**Input data**:
--- START ---

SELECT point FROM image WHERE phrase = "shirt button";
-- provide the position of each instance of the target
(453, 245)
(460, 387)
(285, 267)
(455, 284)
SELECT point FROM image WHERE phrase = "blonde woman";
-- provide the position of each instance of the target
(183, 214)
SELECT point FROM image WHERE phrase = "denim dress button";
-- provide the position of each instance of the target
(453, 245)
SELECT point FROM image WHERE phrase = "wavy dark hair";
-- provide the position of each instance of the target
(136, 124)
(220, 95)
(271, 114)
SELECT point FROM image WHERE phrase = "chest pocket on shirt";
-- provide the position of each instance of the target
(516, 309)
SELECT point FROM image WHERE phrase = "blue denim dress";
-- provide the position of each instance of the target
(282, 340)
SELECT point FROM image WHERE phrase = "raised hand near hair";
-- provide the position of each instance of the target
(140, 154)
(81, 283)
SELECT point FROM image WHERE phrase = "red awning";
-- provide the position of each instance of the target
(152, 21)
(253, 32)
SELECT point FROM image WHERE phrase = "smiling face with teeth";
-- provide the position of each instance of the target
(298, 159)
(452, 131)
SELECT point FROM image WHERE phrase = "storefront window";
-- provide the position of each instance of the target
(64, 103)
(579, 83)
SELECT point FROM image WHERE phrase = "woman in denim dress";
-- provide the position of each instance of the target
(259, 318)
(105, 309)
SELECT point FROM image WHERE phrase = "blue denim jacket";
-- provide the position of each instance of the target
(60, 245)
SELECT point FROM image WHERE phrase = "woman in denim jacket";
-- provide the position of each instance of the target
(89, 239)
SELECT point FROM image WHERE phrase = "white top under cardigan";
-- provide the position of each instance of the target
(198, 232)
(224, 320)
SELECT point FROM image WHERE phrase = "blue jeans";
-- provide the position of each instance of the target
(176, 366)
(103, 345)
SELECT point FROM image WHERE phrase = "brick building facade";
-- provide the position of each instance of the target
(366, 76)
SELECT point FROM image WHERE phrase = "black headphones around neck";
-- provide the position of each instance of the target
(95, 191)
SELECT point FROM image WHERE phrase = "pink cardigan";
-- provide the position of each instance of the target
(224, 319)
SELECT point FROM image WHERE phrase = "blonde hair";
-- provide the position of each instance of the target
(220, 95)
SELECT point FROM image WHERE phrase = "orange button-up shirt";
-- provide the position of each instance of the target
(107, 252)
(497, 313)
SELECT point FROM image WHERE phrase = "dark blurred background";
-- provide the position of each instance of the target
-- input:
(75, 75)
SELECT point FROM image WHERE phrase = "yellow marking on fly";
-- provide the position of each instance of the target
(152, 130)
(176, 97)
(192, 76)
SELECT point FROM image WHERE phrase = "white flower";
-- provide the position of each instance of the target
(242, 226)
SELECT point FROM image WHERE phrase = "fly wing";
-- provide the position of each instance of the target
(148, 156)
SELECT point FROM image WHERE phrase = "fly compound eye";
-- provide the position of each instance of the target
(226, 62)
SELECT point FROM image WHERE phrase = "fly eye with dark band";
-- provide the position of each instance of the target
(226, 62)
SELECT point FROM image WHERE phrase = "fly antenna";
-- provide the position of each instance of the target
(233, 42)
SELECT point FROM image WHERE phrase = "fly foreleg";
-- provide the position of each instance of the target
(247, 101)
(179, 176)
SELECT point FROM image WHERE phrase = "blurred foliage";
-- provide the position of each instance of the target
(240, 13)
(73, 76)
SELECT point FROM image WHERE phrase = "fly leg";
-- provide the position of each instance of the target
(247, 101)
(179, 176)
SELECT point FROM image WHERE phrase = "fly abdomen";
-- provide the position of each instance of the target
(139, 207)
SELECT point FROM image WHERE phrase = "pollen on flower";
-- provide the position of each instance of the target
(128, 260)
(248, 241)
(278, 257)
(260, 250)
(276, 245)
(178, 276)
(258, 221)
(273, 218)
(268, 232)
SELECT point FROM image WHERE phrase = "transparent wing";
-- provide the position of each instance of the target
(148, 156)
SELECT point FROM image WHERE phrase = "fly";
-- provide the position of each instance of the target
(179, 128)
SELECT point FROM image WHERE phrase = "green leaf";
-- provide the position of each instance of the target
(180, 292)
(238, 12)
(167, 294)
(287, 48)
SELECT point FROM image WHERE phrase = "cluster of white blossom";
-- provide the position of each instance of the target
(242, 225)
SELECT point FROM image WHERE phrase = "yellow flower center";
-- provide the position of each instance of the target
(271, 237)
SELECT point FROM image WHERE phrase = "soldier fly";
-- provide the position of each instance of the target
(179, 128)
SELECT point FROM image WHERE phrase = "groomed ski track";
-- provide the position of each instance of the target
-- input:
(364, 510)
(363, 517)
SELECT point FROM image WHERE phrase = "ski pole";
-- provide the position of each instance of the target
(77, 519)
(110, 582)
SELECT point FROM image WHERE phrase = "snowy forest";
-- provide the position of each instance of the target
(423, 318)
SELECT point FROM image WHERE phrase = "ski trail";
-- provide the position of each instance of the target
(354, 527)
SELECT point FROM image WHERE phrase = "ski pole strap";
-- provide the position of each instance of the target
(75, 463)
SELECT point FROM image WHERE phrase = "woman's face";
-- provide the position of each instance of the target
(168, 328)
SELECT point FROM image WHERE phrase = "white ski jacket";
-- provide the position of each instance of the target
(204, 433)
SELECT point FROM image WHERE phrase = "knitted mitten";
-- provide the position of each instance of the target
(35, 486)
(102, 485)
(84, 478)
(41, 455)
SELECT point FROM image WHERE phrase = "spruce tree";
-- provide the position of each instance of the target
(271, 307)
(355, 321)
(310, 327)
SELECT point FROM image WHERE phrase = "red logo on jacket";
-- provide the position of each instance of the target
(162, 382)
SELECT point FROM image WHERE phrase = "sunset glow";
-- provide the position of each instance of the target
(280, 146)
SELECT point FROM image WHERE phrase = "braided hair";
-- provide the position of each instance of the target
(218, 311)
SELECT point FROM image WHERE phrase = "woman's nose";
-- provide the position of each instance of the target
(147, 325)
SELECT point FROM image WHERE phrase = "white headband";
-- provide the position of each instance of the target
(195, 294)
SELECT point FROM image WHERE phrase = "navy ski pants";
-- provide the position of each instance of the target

--- END ---

**Goal of the exercise**: Every line of the records above needs to be given again exactly.

**Complete answer**:
SELECT point FROM image WHERE phrase = "shirt button";
-- provide the position of each instance of the target
(453, 245)
(460, 387)
(285, 267)
(455, 284)
SELECT point FROM image WHERE phrase = "blonde woman";
-- provide the position of each instance of the target
(183, 214)
SELECT point FROM image WHERE phrase = "denim dress button";
-- provide the position of each instance of the target
(453, 245)
SELECT point FROM image WHERE phrase = "wavy dark hair";
-- provide the position of each instance of the target
(136, 124)
(220, 95)
(271, 114)
SELECT point FROM image WHERE phrase = "chest pocket on shirt";
-- provide the position of each instance of the target
(516, 309)
SELECT point FROM image WHERE phrase = "blue denim dress";
-- provide the position of each instance of the target
(282, 340)
SELECT point FROM image WHERE phrase = "raised hand near hair";
-- provide the position of each instance of the target
(140, 154)
(81, 283)
SELECT point FROM image WHERE phrase = "red awning";
-- provide the position of each instance of the target
(152, 21)
(253, 32)
SELECT point FROM image WHERE phrase = "smiling face with teeth";
-- provide the position of each instance of the target
(298, 159)
(452, 131)
SELECT point FROM image WHERE phrase = "storefront window";
-- provide the position of each instance of the target
(64, 103)
(579, 83)
SELECT point FROM image WHERE phrase = "woman in denim dress";
-- provide the position of each instance of the target
(259, 318)
(105, 309)
SELECT point FROM image WHERE phrase = "blue denim jacket";
-- provide the position of each instance of the target
(60, 245)
SELECT point FROM image WHERE phrase = "woman in denim jacket";
-- provide the position of each instance of the target
(89, 239)
SELECT point FROM image WHERE phrase = "white top under cardigan";
-- provide the position of each instance of the target
(198, 232)
(224, 320)
SELECT point FROM image WHERE phrase = "blue jeans";
-- provide the position of each instance of the target
(176, 366)
(103, 345)
SELECT point FROM image WHERE phrase = "brick building facade";
-- provide the position of each instance of the target
(366, 76)
SELECT point FROM image WHERE phrase = "black headphones around neck";
-- provide the position of each instance of the target
(95, 191)
SELECT point FROM image WHERE phrase = "pink cardigan";
-- provide the position of each instance of the target
(224, 319)
SELECT point FROM image WHERE phrase = "blonde hair";
-- provide the position of each instance of the target
(220, 95)
SELECT point FROM image WHERE phrase = "orange button-up shirt";
-- provide the position of each instance of the target
(107, 252)
(497, 313)
SELECT point FROM image WHERE phrase = "dark blurred background";
-- provide the position of each instance of the target
-- input:
(75, 75)
SELECT point FROM image WHERE phrase = "yellow marking on fly";
-- provide the position of each instance of the target
(152, 130)
(176, 97)
(192, 76)
SELECT point FROM image WHERE phrase = "white flower";
-- provide the position of each instance of the target
(242, 226)
SELECT point FROM image WHERE phrase = "fly wing";
-- provide the position of each instance of the target
(148, 156)
SELECT point FROM image WHERE phrase = "fly compound eye";
-- provide the position of each instance of the target
(226, 62)
SELECT point FROM image WHERE phrase = "fly eye with dark band";
-- provide the position of each instance of the target
(226, 62)
SELECT point FROM image WHERE phrase = "fly antenna";
-- provide the position of each instance of the target
(233, 42)
SELECT point FROM image WHERE phrase = "fly foreleg";
-- provide the position of each instance of the target
(247, 101)
(179, 176)
SELECT point FROM image WHERE phrase = "blurred foliage";
-- provide the position of each instance of the target
(240, 13)
(73, 76)
SELECT point FROM image WHERE phrase = "fly leg";
-- provide the position of each instance of the target
(247, 101)
(179, 176)
SELECT point FROM image WHERE phrase = "fly abdomen";
-- provide the position of each instance of the target
(139, 207)
SELECT point FROM image WHERE phrase = "pollen on flower";
-- provide the position of each instance of the target
(128, 260)
(248, 241)
(278, 257)
(260, 250)
(276, 245)
(178, 276)
(258, 221)
(273, 218)
(268, 232)
SELECT point FROM image WHERE phrase = "transparent wing";
-- provide the position of each instance of the target
(148, 156)
SELECT point FROM image WHERE phrase = "fly";
-- provide the position of each instance of the target
(179, 128)
SELECT point FROM image WHERE phrase = "green leaf";
-- provide the position of each instance of the target
(180, 292)
(238, 12)
(167, 294)
(287, 48)
SELECT point FROM image WHERE phrase = "cluster of white blossom";
-- provide the position of each instance of the target
(242, 225)
SELECT point FROM image WHERE phrase = "yellow flower center";
-- provide the position of each instance of the target
(271, 237)
SELECT point FROM image WHERE phrase = "soldier fly";
-- provide the position of each instance of the target
(179, 128)
SELECT point FROM image WHERE phrase = "groomed ski track";
-- provide the position of each instance of the target
-- input:
(364, 510)
(363, 517)
SELECT point FROM image WHERE phrase = "ski pole";
-- provide the position of each instance of the target
(77, 519)
(110, 582)
SELECT point FROM image WHERE phrase = "snowy forest";
-- provide the position of each instance of the target
(423, 318)
SELECT point FROM image WHERE phrase = "ski trail";
-- provide the position of each instance of the target
(354, 527)
SELECT point FROM image WHERE phrase = "ski pole strap";
-- provide the position of each instance of the target
(75, 463)
SELECT point FROM image WHERE phrase = "woman's face";
-- provide the position of each instance of the target
(168, 328)
SELECT point FROM image WHERE phrase = "white ski jacket";
-- provide the position of each instance of the target
(204, 433)
SELECT point FROM image WHERE phrase = "knitted mitten";
-- provide the position of each instance of the target
(35, 486)
(102, 485)
(84, 478)
(41, 455)
SELECT point FROM image WHERE phrase = "spruce tree";
-- provide the position of each instance of the target
(271, 307)
(355, 321)
(310, 327)
SELECT point FROM image WHERE phrase = "red logo on jacket";
-- provide the position of each instance of the target
(162, 382)
SELECT point FROM image WHERE phrase = "sunset glow";
-- provide the position of each instance of the target
(280, 146)
SELECT point FROM image WHERE phrase = "braided hair";
-- provide the position of each instance of the target
(218, 311)
SELECT point FROM image WHERE phrase = "woman's nose";
-- provide the position of each instance of the target
(147, 325)
SELECT point FROM image WHERE phrase = "white headband";
-- provide the position of each instance of the target
(195, 294)
SELECT point FROM image WHERE phrase = "navy ski pants";
-- provide the position of each instance of the target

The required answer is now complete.